**AIM OF THE TASK**:
A word-for-word copy of every entry below is required; the images do not belong in it.

Extracted data entries:

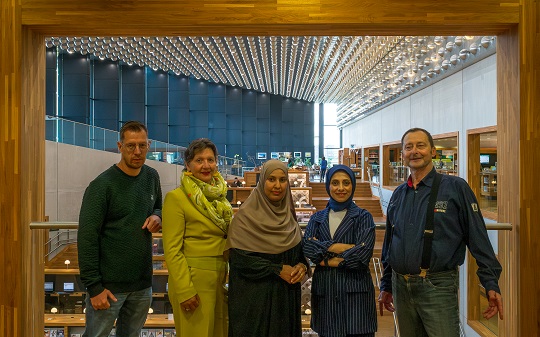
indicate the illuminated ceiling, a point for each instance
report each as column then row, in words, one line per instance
column 358, row 73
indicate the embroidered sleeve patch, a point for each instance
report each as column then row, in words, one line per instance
column 441, row 206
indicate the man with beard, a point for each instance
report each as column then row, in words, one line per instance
column 430, row 220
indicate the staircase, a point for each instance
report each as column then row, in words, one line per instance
column 69, row 252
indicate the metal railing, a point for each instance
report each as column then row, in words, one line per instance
column 383, row 202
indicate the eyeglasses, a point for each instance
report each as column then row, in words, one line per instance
column 131, row 147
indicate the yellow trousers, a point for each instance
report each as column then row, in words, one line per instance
column 210, row 319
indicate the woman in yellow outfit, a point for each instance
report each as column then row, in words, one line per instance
column 196, row 218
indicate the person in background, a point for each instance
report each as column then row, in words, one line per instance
column 266, row 260
column 120, row 210
column 340, row 240
column 324, row 165
column 426, row 298
column 196, row 218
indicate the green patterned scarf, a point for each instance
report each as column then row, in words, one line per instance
column 209, row 199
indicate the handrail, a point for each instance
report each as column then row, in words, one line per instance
column 503, row 226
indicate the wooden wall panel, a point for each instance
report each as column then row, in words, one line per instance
column 22, row 131
column 508, row 179
column 10, row 177
column 257, row 17
column 528, row 118
column 32, row 183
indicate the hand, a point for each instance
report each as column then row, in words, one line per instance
column 101, row 301
column 339, row 248
column 286, row 273
column 152, row 223
column 386, row 300
column 191, row 304
column 332, row 262
column 299, row 271
column 495, row 305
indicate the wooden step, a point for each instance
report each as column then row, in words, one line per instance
column 69, row 252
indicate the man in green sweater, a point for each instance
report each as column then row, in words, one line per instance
column 120, row 210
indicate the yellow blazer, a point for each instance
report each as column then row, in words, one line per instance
column 189, row 240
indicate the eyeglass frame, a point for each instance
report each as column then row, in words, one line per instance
column 131, row 147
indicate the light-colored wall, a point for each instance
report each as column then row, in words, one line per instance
column 466, row 100
column 69, row 169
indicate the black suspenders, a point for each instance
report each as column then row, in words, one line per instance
column 428, row 229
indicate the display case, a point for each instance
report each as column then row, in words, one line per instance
column 488, row 184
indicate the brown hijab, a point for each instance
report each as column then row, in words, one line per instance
column 261, row 225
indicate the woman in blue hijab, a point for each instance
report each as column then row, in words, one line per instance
column 339, row 240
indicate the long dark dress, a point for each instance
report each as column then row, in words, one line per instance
column 261, row 304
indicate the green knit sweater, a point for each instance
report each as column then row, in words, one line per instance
column 114, row 251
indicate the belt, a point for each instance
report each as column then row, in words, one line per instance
column 423, row 274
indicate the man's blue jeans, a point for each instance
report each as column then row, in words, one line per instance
column 129, row 311
column 427, row 306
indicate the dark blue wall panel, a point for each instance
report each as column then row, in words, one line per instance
column 75, row 88
column 178, row 109
column 133, row 94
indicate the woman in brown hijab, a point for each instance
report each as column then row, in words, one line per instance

**SOLUTION BELOW**:
indicate the illuminated ceiling, a point for each instance
report each as column then row, in words, one line per instance
column 358, row 73
indicate the embroidered sleeve patch, a point for each instance
report each as column then row, in words, one line per instance
column 441, row 206
indicate the man with beard, a point for each instance
report each as column then row, in words, one line per instance
column 430, row 220
indicate the staircase, a point for each instance
report each as column then row, in words, one line per instance
column 69, row 252
indicate the metal railing, a point for each instance
report each as column then row, in words, one line per instance
column 383, row 202
indicate the eyeglasses, a point for each instance
report each as column then row, in words, one line per instance
column 131, row 147
indicate the yellow trousers, a point for each instance
report each as column then row, in words, one line per instance
column 210, row 319
indicate the woman in yellow outfit, a point for each instance
report each as column then row, in words, one line per instance
column 196, row 218
indicate the person in background, a point for each instance
report each as column then row, in words, one line per instance
column 266, row 260
column 120, row 210
column 340, row 240
column 324, row 165
column 426, row 298
column 196, row 218
indicate the green patterned scarf, a point for each instance
report each as column then row, in words, one line per instance
column 209, row 199
indicate the handrail, a point for each instance
report each as column then row, in words, one line per instance
column 503, row 226
indicate the wooden wall panel, a point for each instance
report each as column then row, in words, one line per instance
column 22, row 131
column 508, row 179
column 10, row 177
column 257, row 17
column 528, row 118
column 32, row 183
indicate the hand, a point for each instance
report each as column then row, in words, one line per instance
column 101, row 301
column 339, row 248
column 286, row 273
column 152, row 223
column 386, row 300
column 191, row 304
column 332, row 262
column 299, row 271
column 495, row 305
indicate the wooden step, a point for each instance
report each as column then row, in words, one line per instance
column 69, row 252
indicate the man in green sweater, a point for each instance
report each as column then row, in words, one line per instance
column 120, row 210
indicate the yellow blazer, a point for each instance
report each as column then row, in words, one line per instance
column 189, row 240
indicate the eyeglass frame, a point for each instance
report each as column then row, in words, one line per instance
column 131, row 147
indicate the light-colored wall, a point for each instance
report each as column then row, in words, one line per instance
column 466, row 100
column 69, row 169
indicate the black suspenders, a point for each instance
report each as column then row, in words, one line per instance
column 428, row 229
indicate the display case, a point for each instance
report each as column then row, in words, one line per instance
column 488, row 184
indicate the brown hijab, a point for each instance
report each as column then row, in words, one line per instance
column 261, row 225
indicate the woman in blue hijab, a point for each instance
report each as column then row, in words, one line per instance
column 339, row 240
indicate the long dark dress, a point for each instance
report each as column then row, in words, one line per instance
column 261, row 304
indicate the green knit sweater, a point for each instance
report each as column then row, in words, one line per instance
column 114, row 251
indicate the belt, a point for each instance
report each as column then row, in words, one line per instance
column 423, row 274
indicate the man's blue jeans, a point for each instance
report each as column then row, in words, one line per instance
column 129, row 311
column 427, row 306
indicate the dark blue wall panel, a point for each instance
report each as column then row, in words, one line per instance
column 75, row 88
column 178, row 109
column 133, row 94
indicate the woman in brown hijab, a point for each instance
report each as column then row, in words, one line per instance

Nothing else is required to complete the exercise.